# Extract to read:
◆ ◆ ◆ ◆ ◆

The renaissance of work: back to work—not back-to-back work
We recognise the importance of keeping busy during this crisis, but have we gone too far? I’m hearing from the world of work regular complaints of “I’m back-to-back,” and we seem to have very little recovery time.
The honeymoon phase of this crisis is over. We are in the disillusionment phase. The reconstruction phase is coming, and with it the promise of a renaissance at work that will see a flourishing of human spirit and talent. But what do we need to do now to exit this dark period of disillusionment and emerge as the best versions of ourselves?
Now that work lives at home with us and our families, many are attempting their best work before 9am and after 6pm, in-between living in the crisis technology stack of Zoom, Slack, and Gmail that initially reassured us we could remain connected. According to author Brian Tracy, it takes 17 minutes from a digital distraction to get back into focused work, and author Cal Newport fears we have lost the art of deep work in our hyper-distracted world.
Work and technology may be adding to our stress levels. It’s time to make a change.
Is the Eudaimonia Machine our ticket back to work?
Architect David Dewane may have the answer in his Eudaimonia Machine, a construct for the physical world of work that could be the blueprint for digital work—our new normal.
When I talked to Dewane last week, he spoke of isolation creating an unprecedented tension between our need for social connection and our need for eudaimonia, the happiness we get from flourishing at work, feeling valued, and having purpose. He uses a simple diagram (figure 1) to highlight the point:
Figure 1. David Dewane’s Eudaimonia Machine concept compared to the open plan office concept.
The left side of the diagram represents Dewane’s vision of work in the Eudaimonia Machine (EM), a concept that is set to become the standard for physical offices when (if?) we return to in-office work. The EM ensures that team members get the right mix of focus and recharge throughout the work day. Social behaviour and deep work (DW) are consciously balanced by planning time for each activity and reinforcing the nature of the activity with a physical change of setting.

◆ ◆ ◆ ◆ ◆

# Given data:
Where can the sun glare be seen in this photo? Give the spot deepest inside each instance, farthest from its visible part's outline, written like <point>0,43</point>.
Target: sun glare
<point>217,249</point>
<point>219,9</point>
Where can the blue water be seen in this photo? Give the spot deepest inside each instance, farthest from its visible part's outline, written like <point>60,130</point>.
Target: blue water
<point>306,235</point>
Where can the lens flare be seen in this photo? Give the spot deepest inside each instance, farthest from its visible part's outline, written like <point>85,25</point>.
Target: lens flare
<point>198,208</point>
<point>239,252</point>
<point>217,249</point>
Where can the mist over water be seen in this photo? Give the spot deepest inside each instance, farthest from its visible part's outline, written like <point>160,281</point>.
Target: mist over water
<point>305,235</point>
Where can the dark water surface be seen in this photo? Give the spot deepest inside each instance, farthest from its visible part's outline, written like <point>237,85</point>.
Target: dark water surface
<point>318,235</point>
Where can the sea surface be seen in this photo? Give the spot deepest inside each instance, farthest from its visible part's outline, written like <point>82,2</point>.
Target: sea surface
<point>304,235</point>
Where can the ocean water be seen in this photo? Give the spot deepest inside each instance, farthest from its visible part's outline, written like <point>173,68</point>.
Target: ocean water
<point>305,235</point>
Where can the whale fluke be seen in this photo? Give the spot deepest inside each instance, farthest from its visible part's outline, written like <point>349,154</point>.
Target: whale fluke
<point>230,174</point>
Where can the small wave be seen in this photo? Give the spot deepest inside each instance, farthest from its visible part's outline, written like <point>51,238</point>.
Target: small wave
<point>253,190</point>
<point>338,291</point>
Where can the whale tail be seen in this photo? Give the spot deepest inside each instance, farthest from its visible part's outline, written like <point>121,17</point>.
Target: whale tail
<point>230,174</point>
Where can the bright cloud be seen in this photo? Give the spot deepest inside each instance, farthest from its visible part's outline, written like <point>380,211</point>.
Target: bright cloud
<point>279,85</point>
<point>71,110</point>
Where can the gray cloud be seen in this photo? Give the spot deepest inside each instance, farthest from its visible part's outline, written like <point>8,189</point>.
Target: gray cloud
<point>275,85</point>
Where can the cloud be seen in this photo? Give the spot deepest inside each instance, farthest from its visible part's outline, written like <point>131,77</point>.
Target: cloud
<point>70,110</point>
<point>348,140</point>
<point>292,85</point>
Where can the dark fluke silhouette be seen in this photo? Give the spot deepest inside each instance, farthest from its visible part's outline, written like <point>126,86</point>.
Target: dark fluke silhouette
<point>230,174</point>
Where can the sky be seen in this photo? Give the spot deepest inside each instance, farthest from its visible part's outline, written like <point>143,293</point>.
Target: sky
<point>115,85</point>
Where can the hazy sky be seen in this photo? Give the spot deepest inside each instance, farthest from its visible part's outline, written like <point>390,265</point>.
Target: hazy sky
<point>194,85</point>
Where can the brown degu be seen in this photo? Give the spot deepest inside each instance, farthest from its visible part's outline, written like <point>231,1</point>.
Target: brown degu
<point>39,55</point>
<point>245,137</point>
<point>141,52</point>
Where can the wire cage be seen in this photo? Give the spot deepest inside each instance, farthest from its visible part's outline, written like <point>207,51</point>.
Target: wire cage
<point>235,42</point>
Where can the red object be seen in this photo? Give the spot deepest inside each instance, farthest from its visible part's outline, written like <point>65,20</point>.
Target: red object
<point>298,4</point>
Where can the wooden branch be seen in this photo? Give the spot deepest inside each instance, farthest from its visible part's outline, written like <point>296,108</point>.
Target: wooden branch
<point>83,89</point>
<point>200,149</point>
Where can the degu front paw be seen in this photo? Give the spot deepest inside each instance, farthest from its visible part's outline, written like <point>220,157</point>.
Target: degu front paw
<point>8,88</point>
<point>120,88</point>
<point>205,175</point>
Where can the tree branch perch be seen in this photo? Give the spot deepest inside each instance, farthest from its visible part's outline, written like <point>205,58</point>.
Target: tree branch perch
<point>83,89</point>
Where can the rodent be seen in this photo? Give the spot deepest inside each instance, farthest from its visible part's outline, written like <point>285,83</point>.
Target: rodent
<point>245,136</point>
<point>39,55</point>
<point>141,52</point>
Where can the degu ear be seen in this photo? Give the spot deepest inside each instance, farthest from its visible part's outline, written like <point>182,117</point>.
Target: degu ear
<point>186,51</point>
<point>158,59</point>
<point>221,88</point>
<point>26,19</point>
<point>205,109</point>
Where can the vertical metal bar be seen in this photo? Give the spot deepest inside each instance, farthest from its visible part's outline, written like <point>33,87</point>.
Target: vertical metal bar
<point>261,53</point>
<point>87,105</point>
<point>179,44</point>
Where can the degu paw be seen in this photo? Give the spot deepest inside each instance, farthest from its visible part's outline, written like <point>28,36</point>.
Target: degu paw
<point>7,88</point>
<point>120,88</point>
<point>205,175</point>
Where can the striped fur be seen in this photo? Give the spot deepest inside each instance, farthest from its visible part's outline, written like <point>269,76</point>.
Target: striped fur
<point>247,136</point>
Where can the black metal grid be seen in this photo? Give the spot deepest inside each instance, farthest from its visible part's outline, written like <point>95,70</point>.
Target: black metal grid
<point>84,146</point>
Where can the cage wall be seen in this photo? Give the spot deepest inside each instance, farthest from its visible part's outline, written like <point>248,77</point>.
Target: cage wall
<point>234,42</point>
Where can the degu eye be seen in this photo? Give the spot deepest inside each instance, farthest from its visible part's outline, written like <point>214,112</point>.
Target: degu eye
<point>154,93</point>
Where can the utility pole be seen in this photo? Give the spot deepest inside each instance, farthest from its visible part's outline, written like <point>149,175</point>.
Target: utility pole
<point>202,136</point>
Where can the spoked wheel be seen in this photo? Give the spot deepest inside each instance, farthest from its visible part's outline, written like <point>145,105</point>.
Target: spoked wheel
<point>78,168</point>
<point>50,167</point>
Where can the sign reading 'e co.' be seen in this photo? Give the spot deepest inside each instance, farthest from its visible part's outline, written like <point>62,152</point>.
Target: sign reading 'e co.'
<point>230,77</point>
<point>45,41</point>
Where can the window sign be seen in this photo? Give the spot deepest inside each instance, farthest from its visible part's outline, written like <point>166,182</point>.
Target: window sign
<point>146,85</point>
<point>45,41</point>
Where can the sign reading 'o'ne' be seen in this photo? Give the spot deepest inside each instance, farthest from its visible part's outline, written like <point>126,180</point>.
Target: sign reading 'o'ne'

◆ ◆ ◆ ◆ ◆

# Exercise set:
1. In the article on the renaissance of work, how long does Brian Tracy say it takes to return to focused work after a digital distraction?
2. From the article on the renaissance of work, copy word for word the passage that begins at the words containing "The left side" and stops after "change of setting.".

# Answers per task:
1. 17 minutes

2.
The left side of the diagram represents Dewane’s vision of work in the Eudaimonia Machine (EM), a concept that is set to become the standard for physical offices when (if?) we return to in-office work. The EM ensures that team members get the right mix of focus and recharge throughout the work day. Social behaviour and deep work (DW) are consciously balanced by planning time for each activity and reinforcing the nature of the activity with a physical change of setting.